### Kutipan Teks
———
Foto arsitektur, bangunan tua, dan land mark, di Kota Solo

Followers

Arsip

Tweet Me!

Top-ads

Cari Blog Ini

BTemplates.com

category2

Pages - Menu

Popular Posts

Jumat, 06 Maret 2015

Sisi Dalam Gedung DHC 45 Solo, Bangunan Militer Paling Efektif di Eranya


Gedung DHC 45, sebelum revitalisasi, jarang tersentuh. Ini adalah potret seluk-beluk gedung tersebut.


Gedung DHC 48 Solo (Foto Arsitektur: Ansel Azhar)


FOTO ARSITEKTUR -- Jika tak ada proyek revitalisasi, Gedung DHC 45 Solo bisa jadi sudah benar-benar tak layak huni. Dengan tembok bata dan kayu-kayu yang sudah lapuk dimakan usia, bangunan yang sudah berusia lebih dari seabad itu bisa membahayakan orang-orang di sekitarnya.

Seperti bangunan lama pada umumnya, gedung ini belum mengenal sistem "tulang" di tiap sudutnya seperti yang kita kenal sekarang berupa beton atau baja. Hanya ada batu bata yang saling berkaitan dan terdiri atas dua lapis susunan bata. Itu sudah cukup menjadi tulang dan membawa bangunan ini bertahan melewati panas-hujan selama ratusan tahun.

Tidak mengherankan jika di sudut timur-utara bangunan ini muncul lubang menganga karena runtuhnya susunan batu-bata. Sebelum diperbaiki, tak banyak orang yang berani menyentuh bagian itu karena risiko tertimpa reruntuhan. Jika pada abad 19 para ahli bangunan sudah mengenal beton bertulang, mungkin saat ini sudah lain ceritanya.

Balkon lantai 2 Gedung DHC 45 Solo (Foto: Ansel Azhar)

Satu-satunya material di samping batu-bata yang dominan dalam konstruksi bangunan ini adalah kayu. Struktur kayu-kayu besar terlihat jelas begitu Anda masuk ke dalam ruang utama di bagian tengah, terutama jika kepala mendongak ke atas.

Selain sebagai bahan utama kusen, pintu, dan jendela, seluruh tiang di Gedung DHC 45 ini dibuat dari kayu. Peran kayu ini sangat dominan mengingat gedung ini memiliki dua lantai. Di lantai 2 (termasuk balkon), peran kayu  sangat besar mulai dari lantai, rangka lantai, tiang, tangga, hingga rangka atap.

Dominasi kayu ini sebenarnya sangat umum di banyak bangunan kuno berlantai dua lainnya. Contoh serupa bisa ditemukan di Kavalerie Artilerie Pamedan Mangkunegaran dan gedung Rekso Pustoko. Sebelum ada cor beton bertulang, konstruksi paling umum untuk membangun lantai dua adalah dengan rangka batang besi atau kayu.

Gerbang sayap timur terlihat dari atas (Foto Arsitektur: Ansel Azhar)

Lantai ini terdiri atas rangka berupa kayu-kayu balok berukuran besar (lebar sekitar 10 cm) yang disangga tembok dan tiang-tiang kayu. Di atasnya, terdapat susunan kayu yang lebih tipis sebagai lantai.
———
Perbarui teks tentang Gedung DHC 45 Solo dari "Popular Posts" sampai "Solo (Foto Arsitektur: Ansel Azhar)", dengan mengganti "revitalisasi" menjadi "renovasi".

### Data
———
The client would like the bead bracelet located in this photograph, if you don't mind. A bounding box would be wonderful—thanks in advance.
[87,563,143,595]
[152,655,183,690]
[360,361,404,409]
———
### Hasil
Popular Posts

Jumat, 06 Maret 2015

Sisi Dalam Gedung DHC 45 Solo, Bangunan Militer Paling Efektif di Eranya


Gedung DHC 45, sebelum renovasi, jarang tersentuh. Ini adalah potret seluk-beluk gedung tersebut.


Gedung DHC 48 Solo (Foto Arsitektur: Ansel Azhar)